• _Data items_:
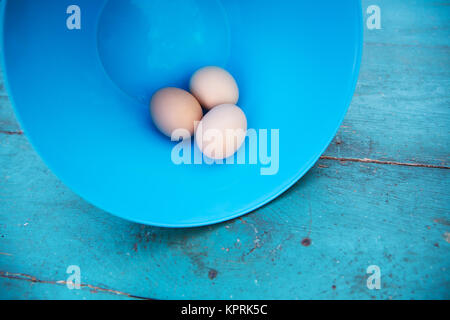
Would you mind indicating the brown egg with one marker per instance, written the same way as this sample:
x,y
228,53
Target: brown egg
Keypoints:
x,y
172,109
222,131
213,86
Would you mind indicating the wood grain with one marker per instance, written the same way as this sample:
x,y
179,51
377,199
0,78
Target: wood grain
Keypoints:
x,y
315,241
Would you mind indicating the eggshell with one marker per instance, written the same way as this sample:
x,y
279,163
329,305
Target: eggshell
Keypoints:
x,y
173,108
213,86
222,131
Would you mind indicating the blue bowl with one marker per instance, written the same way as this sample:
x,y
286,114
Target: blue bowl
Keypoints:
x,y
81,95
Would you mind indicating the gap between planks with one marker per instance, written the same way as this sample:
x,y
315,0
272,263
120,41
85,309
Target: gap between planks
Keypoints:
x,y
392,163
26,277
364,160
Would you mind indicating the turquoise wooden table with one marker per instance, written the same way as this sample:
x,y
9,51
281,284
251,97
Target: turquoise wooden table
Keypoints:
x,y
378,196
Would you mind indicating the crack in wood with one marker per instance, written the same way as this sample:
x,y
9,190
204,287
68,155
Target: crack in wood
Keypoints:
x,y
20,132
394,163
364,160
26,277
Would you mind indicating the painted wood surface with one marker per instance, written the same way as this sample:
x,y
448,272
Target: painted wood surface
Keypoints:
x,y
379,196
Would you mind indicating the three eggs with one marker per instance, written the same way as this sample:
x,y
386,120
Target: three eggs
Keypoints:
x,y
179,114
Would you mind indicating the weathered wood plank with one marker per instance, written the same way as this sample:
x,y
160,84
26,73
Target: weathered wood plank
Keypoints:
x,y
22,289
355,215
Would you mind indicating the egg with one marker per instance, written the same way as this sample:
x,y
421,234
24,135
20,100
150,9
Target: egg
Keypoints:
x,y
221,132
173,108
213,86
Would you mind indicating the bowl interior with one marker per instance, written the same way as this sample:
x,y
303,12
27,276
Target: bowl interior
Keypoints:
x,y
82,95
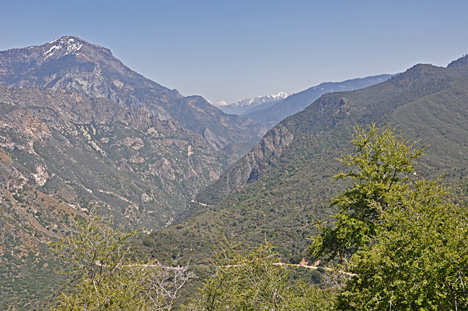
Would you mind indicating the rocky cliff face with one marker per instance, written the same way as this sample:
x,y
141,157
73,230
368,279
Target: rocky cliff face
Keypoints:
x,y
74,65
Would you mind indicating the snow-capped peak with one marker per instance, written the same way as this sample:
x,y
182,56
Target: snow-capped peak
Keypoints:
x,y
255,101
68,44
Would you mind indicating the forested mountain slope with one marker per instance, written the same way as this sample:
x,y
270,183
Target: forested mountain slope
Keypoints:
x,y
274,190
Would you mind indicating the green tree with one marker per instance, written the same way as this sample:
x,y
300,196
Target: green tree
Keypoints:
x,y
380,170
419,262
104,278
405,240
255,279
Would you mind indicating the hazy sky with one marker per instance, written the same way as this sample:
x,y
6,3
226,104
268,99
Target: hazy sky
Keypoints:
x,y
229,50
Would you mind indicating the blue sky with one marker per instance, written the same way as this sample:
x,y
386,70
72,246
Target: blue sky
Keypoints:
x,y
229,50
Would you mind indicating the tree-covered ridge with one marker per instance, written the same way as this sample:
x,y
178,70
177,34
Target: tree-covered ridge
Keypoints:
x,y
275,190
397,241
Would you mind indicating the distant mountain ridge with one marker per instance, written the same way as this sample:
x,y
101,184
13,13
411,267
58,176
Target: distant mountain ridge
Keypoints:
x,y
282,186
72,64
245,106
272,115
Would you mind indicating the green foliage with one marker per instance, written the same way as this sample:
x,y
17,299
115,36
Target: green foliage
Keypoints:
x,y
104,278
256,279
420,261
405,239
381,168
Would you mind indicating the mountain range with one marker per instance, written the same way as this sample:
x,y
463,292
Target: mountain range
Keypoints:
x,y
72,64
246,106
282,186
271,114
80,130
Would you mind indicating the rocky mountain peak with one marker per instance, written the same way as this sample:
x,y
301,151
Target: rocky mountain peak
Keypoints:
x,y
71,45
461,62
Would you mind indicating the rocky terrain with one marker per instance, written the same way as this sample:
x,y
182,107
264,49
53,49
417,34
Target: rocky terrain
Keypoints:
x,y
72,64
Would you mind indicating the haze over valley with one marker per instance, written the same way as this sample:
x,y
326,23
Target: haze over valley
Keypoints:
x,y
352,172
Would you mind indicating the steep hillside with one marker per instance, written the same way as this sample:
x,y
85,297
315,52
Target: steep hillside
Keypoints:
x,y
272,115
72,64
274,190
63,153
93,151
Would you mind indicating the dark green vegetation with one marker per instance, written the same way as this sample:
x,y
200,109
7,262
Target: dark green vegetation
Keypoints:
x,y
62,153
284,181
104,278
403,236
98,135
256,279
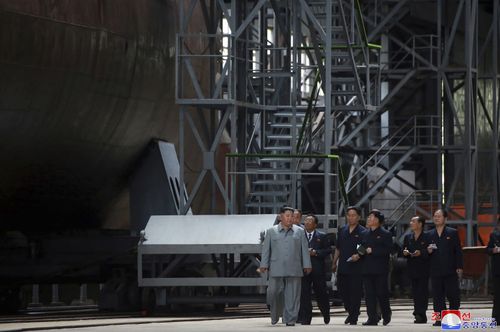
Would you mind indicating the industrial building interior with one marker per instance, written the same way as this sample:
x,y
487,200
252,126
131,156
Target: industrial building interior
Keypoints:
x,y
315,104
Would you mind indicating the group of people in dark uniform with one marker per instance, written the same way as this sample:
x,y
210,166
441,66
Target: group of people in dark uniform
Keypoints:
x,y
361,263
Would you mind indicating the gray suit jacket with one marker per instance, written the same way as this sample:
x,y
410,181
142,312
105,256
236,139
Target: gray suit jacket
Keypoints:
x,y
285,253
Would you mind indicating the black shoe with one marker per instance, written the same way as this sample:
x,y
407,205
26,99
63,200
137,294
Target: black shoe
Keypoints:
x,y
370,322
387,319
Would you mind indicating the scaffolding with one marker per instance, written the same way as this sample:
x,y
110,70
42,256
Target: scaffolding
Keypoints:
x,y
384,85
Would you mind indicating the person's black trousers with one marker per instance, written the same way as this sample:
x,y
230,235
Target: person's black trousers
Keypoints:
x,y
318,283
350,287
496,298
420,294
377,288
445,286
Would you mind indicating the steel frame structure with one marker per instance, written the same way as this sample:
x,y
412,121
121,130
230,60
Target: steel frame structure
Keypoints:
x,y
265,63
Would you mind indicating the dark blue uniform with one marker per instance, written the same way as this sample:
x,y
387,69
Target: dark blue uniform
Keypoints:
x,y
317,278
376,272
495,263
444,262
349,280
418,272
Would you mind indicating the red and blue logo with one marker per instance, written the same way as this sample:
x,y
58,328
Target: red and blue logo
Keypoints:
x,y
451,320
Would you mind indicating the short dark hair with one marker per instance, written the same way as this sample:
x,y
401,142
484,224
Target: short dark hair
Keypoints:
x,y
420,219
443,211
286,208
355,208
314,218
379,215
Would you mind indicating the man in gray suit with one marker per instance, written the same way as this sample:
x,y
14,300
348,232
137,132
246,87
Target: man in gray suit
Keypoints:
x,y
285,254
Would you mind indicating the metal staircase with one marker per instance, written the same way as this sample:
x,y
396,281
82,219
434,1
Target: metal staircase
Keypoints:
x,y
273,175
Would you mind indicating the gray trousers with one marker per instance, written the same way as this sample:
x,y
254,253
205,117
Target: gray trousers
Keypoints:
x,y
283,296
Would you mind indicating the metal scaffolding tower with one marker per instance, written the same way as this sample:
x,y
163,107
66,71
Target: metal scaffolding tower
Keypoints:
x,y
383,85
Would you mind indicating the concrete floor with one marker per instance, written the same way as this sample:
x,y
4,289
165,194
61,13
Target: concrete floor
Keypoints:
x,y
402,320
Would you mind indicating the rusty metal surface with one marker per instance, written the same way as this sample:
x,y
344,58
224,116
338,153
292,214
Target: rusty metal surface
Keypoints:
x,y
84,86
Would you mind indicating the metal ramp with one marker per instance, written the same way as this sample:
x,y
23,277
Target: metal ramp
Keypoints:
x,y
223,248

• _Problem details_: Print the full listing exactly, dropping the pictures.

• _Result for this task_:
Would you mind indicating the brown egg with one marker per instance, written the same way as this sample:
x,y
228,53
Target: brown egg
Keypoints:
x,y
172,109
222,131
213,86
Would you mind indicating the wood grain with one marker per instance, written the same way as this sample:
x,y
179,51
377,199
0,78
Target: wood grain
Keypoints:
x,y
315,241
Would you mind indicating the eggshell with one marker per instance, written the same way as this sample:
x,y
279,163
329,305
Target: eggshell
Keypoints:
x,y
173,108
213,86
222,131
Would you mind indicating the blue bowl with one marker per instance, written the same way as this sample:
x,y
286,114
Target: blue bowl
Keypoints:
x,y
81,95
Would you mind indicating the gap between planks with one marker per instance, written the same way as this sample:
x,y
315,0
272,263
120,41
85,309
Target: gap between planks
Keypoints:
x,y
392,163
26,277
364,160
Would you mind indicating the turquoise wooden table with one marker per instance, written the same way as this sample:
x,y
9,51
281,284
251,97
Target: turquoise wooden table
Keypoints:
x,y
378,196
Would you mind indicating the crack in wood with one marker per instance, written the same way as this sample:
x,y
9,190
204,287
68,155
Target: crack in wood
Keypoints:
x,y
20,132
394,163
364,160
26,277
Would you mind indicating the painted wood surface with one marker per instance, written the same way as this sample:
x,y
448,272
Target: painted wood surface
Keypoints:
x,y
379,196
Would you mind indicating the three eggs with one marker per instance, written the same way as this sample:
x,y
386,120
Target: three eggs
Keypoints:
x,y
179,114
Would you mind indicating the weathered wood plank with one marker per instance, written the same way as this sample:
x,y
160,84
26,73
Target: weathered wood plank
Keypoints:
x,y
22,289
355,215
Would you mind indicating the egg with one marker per instance, written the same way as this sample:
x,y
421,234
24,135
20,100
150,9
Target: egg
Keypoints:
x,y
221,132
173,108
213,86
Would you mind indicating the bowl interior with one marker per instance, written the same way as this sample:
x,y
303,12
27,276
Target: bowl interior
Keypoints:
x,y
82,95
Would you mind indicating the rocky cliff face with one marker per instance, written the same way as this sample:
x,y
141,157
73,230
368,279
Target: rocky cliff face
Keypoints:
x,y
74,65
Would you mind indicating the snow-capped peak with one marker per instance, written the same way as this sample:
x,y
182,56
Target: snow-capped peak
Keypoints:
x,y
255,101
68,44
Would you mind indicating the forested mountain slope with one marker per instance, written the same way as this sample:
x,y
270,183
Target: forested mountain slope
Keypoints:
x,y
274,190
Would you mind indicating the green tree with one marker per instance, written the same way as this sample:
x,y
300,196
Target: green tree
Keypoints:
x,y
380,170
419,262
104,278
405,240
255,279
Would you mind indicating the hazy sky with one marker per instance, written the same way as this sample:
x,y
6,3
226,104
268,99
Target: hazy sky
Keypoints:
x,y
229,50
Would you mind indicating the blue sky with one marker per instance, written the same way as this sample:
x,y
386,70
72,246
Target: blue sky
Keypoints:
x,y
229,50
Would you mind indicating the tree-covered ridge with one marker per instance, written the same way as this sample:
x,y
178,70
177,34
Target: tree-covered ridge
Keypoints:
x,y
275,190
397,241
Would you mind indicating the distant mountain ridge with one marker per instance, written the same way as this sample:
x,y
101,184
13,13
411,267
58,176
Target: distant mountain ridge
Keypoints:
x,y
282,186
72,64
245,106
272,115
Would you mind indicating the green foliage with one marker per instance, written the same way as this sample:
x,y
17,299
115,36
Target: green foliage
Keypoints:
x,y
104,278
256,279
420,261
405,239
381,168
Would you mind indicating the mountain range with one marker per instance, written the same way as this sample:
x,y
463,292
Target: mountain range
Keypoints:
x,y
72,64
246,106
282,186
271,114
80,130
Would you mind indicating the rocky mountain peak with one marker per instance, written the same way as this sample:
x,y
301,151
Target: rocky mountain peak
Keypoints:
x,y
71,45
461,62
Would you mind indicating the rocky terrain with one marker per instance, written the same way as this sample:
x,y
182,107
264,49
53,49
417,34
Target: rocky terrain
Keypoints:
x,y
72,64
Would you mind indicating the haze over valley with one marker per instance, written the same way as this sample:
x,y
326,23
Target: haze over valley
Keypoints:
x,y
352,172
Would you mind indicating the steep hillside with one marker per instance, written the same way as this sample:
x,y
85,297
315,52
Target: steep hillside
Keypoints:
x,y
272,115
72,64
274,190
63,153
93,151
Would you mind indicating the dark green vegetation with one marker per instance, written the same way as this sample:
x,y
200,109
7,262
Target: dark green vegetation
Keypoints:
x,y
62,153
284,181
104,278
403,236
98,135
256,279
Would you mind indicating the industrial building interior with one marker per instance, written the same way as this sample:
x,y
487,200
252,126
131,156
Target: industrial building interior
Keypoints:
x,y
315,104
Would you mind indicating the group of people in dark uniform with one marker per instance, written the same way as this sample:
x,y
210,166
441,66
Target: group of people in dark uniform
Keypoints:
x,y
361,263
Would you mind indicating the gray suit jacket with one marker per instance, written the same way as this sample:
x,y
410,181
142,312
105,256
236,139
Target: gray suit jacket
Keypoints:
x,y
285,253
Would you mind indicating the black shoe with one marker per instance, written the same way as this sample:
x,y
407,205
26,99
63,200
137,294
Target: black shoe
Keypoints:
x,y
370,322
387,319
Would you mind indicating the scaffolding with one marker per instance, written the same way as this sample:
x,y
110,70
42,256
Target: scaffolding
Keypoints:
x,y
384,85
Would you mind indicating the person's black trousers with one marker per instance, written the same way as this sample:
x,y
230,235
Target: person's black trousers
Keypoints:
x,y
318,283
350,287
496,298
420,294
377,288
445,286
Would you mind indicating the steel frame structure with one marker per instance, written the same way as this sample:
x,y
412,121
121,130
230,60
Target: steel frame structure
Keypoints:
x,y
265,63
Would you mind indicating the dark blue uniform with one marker per instance, written the same way as this sample:
x,y
387,69
Target: dark blue uniform
Keypoints:
x,y
317,278
376,272
495,263
444,262
349,280
418,272
Would you mind indicating the red and blue logo with one marker per instance, written the same way as this sample:
x,y
58,328
Target: red and blue logo
Keypoints:
x,y
451,320
Would you mind indicating the short dark hair with one marker per instance, written the same way as this sample:
x,y
401,142
484,224
Target: short dark hair
Keypoints:
x,y
420,219
443,211
286,208
355,208
314,218
379,215
Would you mind indicating the man in gray suit with one marker per instance, written the same way as this sample:
x,y
14,300
348,232
137,132
246,87
Target: man in gray suit
Keypoints:
x,y
285,254
Would you mind indicating the metal staircase with one marker per instance, written the same way as this sample:
x,y
396,281
82,219
434,1
Target: metal staircase
Keypoints:
x,y
273,175
Would you mind indicating the gray trousers with one marker per instance, written the same way as this sample:
x,y
254,253
205,117
Target: gray trousers
Keypoints:
x,y
283,296
Would you mind indicating the metal scaffolding tower with one marker per instance, written the same way as this sample:
x,y
163,107
66,71
Target: metal scaffolding tower
Keypoints:
x,y
383,85
Would you mind indicating the concrete floor with one marker per instance, written the same way as this sample:
x,y
4,289
165,194
61,13
Target: concrete floor
Keypoints:
x,y
402,320
Would you mind indicating the rusty metal surface with one marker per instance, written the same way as this sample:
x,y
344,58
224,116
338,153
292,214
Target: rusty metal surface
Keypoints:
x,y
84,86
Would you mind indicating the metal ramp with one marker per instance, written the same way as this sample:
x,y
23,277
Target: metal ramp
Keypoints:
x,y
223,248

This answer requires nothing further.